Teks Pilihan:

● ● ●

STRUKTUR
PRODUKSI DISTRIBUSI PENDAPATAN DAN KEMISKINAN
Pendapatan Nasional
Salah satu indikator perekonomian suatu negara yang sangat
penting adalah dengan pendapatan nasional. Pendapatan nasional dapat diartikan
sebagai suatu angka atau nilai yang menggambarkan seluruh produksi,
pengeluaran, ataupun pendapatan yang dihasilkan dari semua pelaku/sektor
ekonomi dari suatu negara dalam kurun waktu tertentu.
Pendapatan nasional sering digunakan sebagai indikator
ekonomi dalam hal :
Menentukan
laju tingkat perkembangan/pertumbuhan perekonomian suatu negara
Mengukur
keberhasilan suatu negara dalam mencapai tujuan pembangunan ekonominya
Membandingkan
tingkat kesejahteraan masyarakat suatu negara dengan negara lainnya
Konsep Pendapatan Nasional
Konsep Pendapatan Nasional
Produk
Domestik Bruto (GDP)
Produk domestik bruto (Gross Domestic Product) merupakan
jumlah produk berupa barang dan jasa yang dihasilkan oleh unit-unit produksi di
dalam batas wilayah suatu negara (domestik) selama satu tahun
· Produk Nasional
Bruto (GNP)
Produk Nasional Bruto (Gross National Product) atau PNB
meliputi nilai produk berupa barang dan jasa yang dihasilkan oleh penduduk
suatu negara (nasional) selama satu tahun
Produk
Nasional Neto (NNP)
Produk Nasional Neto (Net National Product) adalah GNP
dikurangi depresiasi atau penyusutan barang modal (sering pula disebut
replacement).
Pendapatan
Nasional Neto (NNI)
Pendapatan Nasional Neto (Net National Income) adalah
pendapatan yang dihitung menurut jumlah balas jasa yang diterima oleh
masyarakat sebagai pemilik faktor produksi. Besarnya NNI dapat diperoleh dari
NNP dikurang pajak tidak langsung.
Pendapatan
Perseorangan (PI)
Pendapatan perseorangan (Personal Income)adalah jumlah
pendapatan yang diterima oleh setiap orang dalam masyarakat, termasuk
pendapatan yang diperoleh tanpa melakukan kegiatan apapun. Pendapatan
perseorangan juga menghitung pembayaran transfer (transfer payment). Transfer
payment adalah penerimaan-penerimaan yang bukan merupakan balas jasa produksi
tahun ini, melainkan diambil dari sebagian pendapatan nasional tahun lalu,
contoh pembayaran dana pensiunan, tunjangan sosial bagi para pengangguran,
bekas pejuang, bunga utang pemerintah, dan sebagainya.
Pendapatan
yang siap dibelanjakan (DI)
Pendapatan yang siap dibelanjakan (Disposable Income) adalah
pendapatan yang siap untuk dimanfaatkan guna membeli barang dan jasa konsumsi
dan selebihnya menjadi tabungan yang disalurkan menjadi investasi. Disposable
income ini diperoleh dari personal income (PI) dikurangi dengan pajak langsung.

● ● ●

Persyaratan:
A. Apa saja konsep pendapatan nasional yang dijelaskan dalam teks tentang pendapatan nasional? Sebutkan semuanya beserta singkatannya.
B. Menurut teks tentang pendapatan nasional, bagaimana besarnya NNI diperoleh?
C. Teruskan teks tentang pendapatan nasional, mulai setelah kalimat terakhirnya.

● ● ●

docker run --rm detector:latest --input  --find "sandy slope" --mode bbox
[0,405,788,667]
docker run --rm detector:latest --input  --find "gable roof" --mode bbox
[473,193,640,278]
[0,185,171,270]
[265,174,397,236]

● ● ●

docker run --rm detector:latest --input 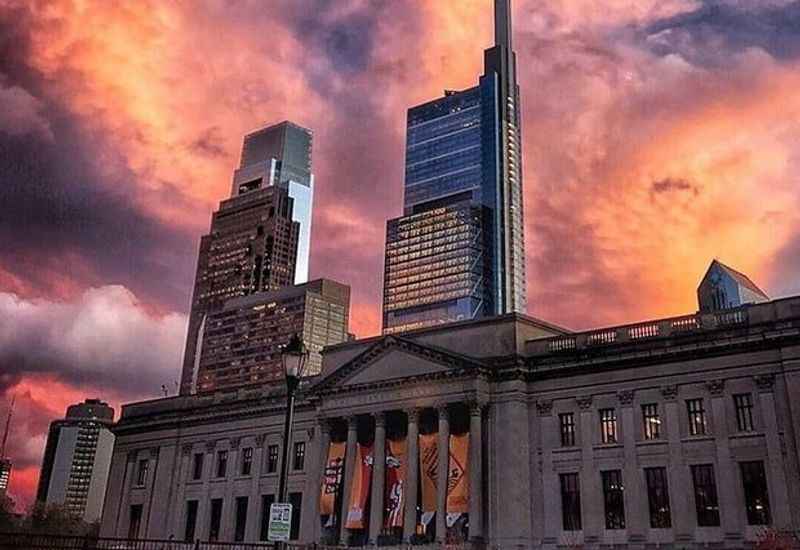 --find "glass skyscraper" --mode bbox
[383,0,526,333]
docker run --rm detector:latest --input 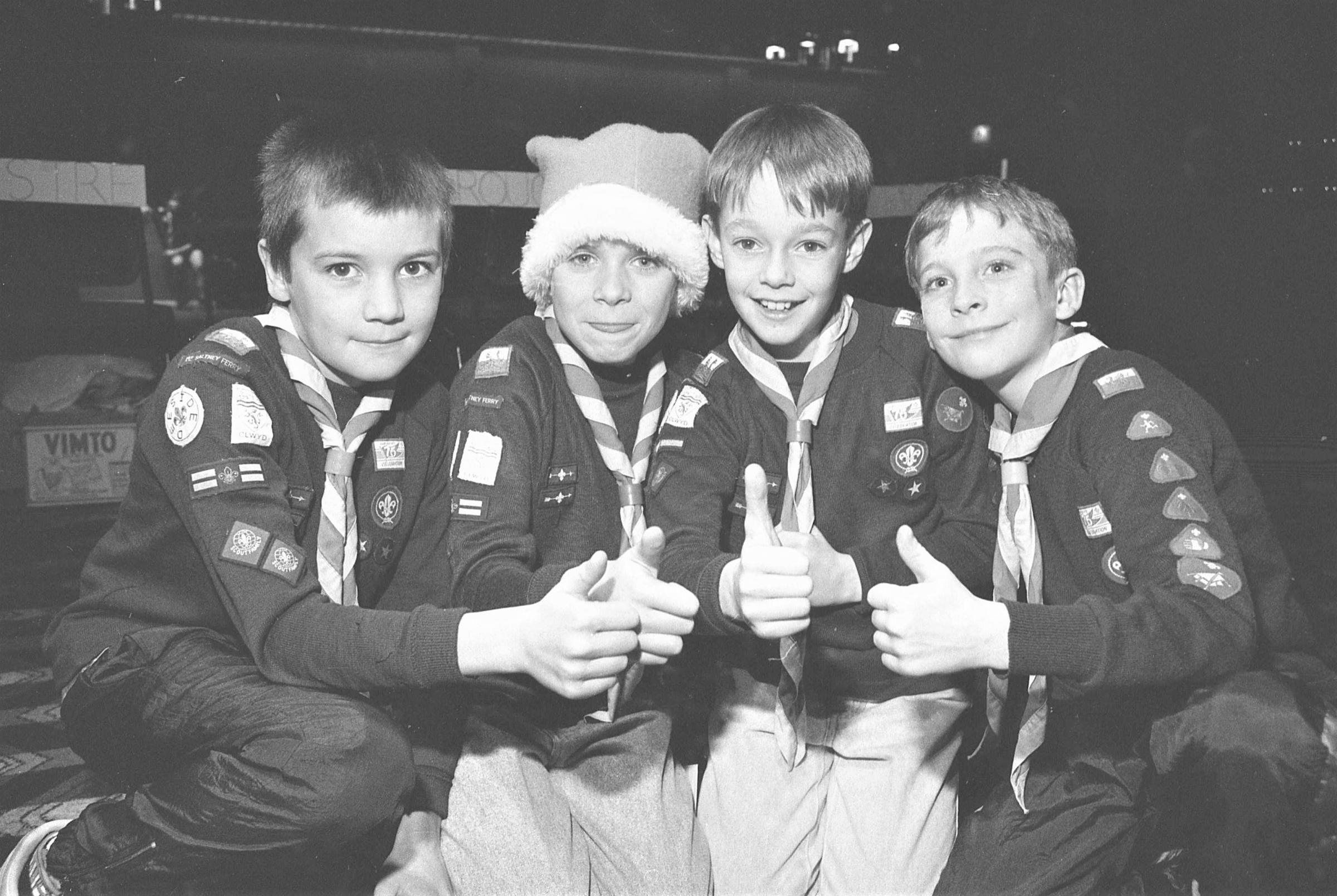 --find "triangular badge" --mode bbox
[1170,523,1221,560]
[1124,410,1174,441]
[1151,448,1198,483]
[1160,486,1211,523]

● ● ●

Jawaban Latihan:
A.
1. Produk Domestik Bruto (GDP)
2. Produk Nasional Bruto (GNP)
3. Produk Nasional Neto (NNP)
4. Pendapatan Nasional Neto (NNI)
5. Pendapatan Perseorangan (PI)
6. Pendapatan yang siap dibelanjakan (DI)

B. Besarnya NNI diperoleh dari NNP dikurangi pajak tidak langsung.

C.
Pajak langsung (direct tax) adalah pajak yang bebannya tidak dapat dialihkan
kepada pihak lain, artinya harus langsung ditanggung oleh wajib pajak,
contohnya pajak pendapatan.
Kemiskinan adalah keadaan dimana terjadi ketidakmampuan
untuk memenuhi kebutuhan dasar seperti makanan, pakaian, tempat berlindung,
pendidikan, dan kesehatan. Kemiskinan dapat disebabkan oleh kelangkaan alat
pemenuh kebutuhan dasar ataupun sulitnya akses terhadap pendidikan dan pekerjaan.
Kemiskinan merupakan masalah global, sebagian orang memahami istilah ini secara
subyektif dan kmperatif,
Definisi kemiskinan telah banyak dikemukakan oleh pakar dan lembaga yang terkait dengan permasalahan kemiskinan.
Definisi kemiskinan telah banyak dikemukakan oleh pakar dan lembaga yang terkait dengan permasalahan kemiskinan.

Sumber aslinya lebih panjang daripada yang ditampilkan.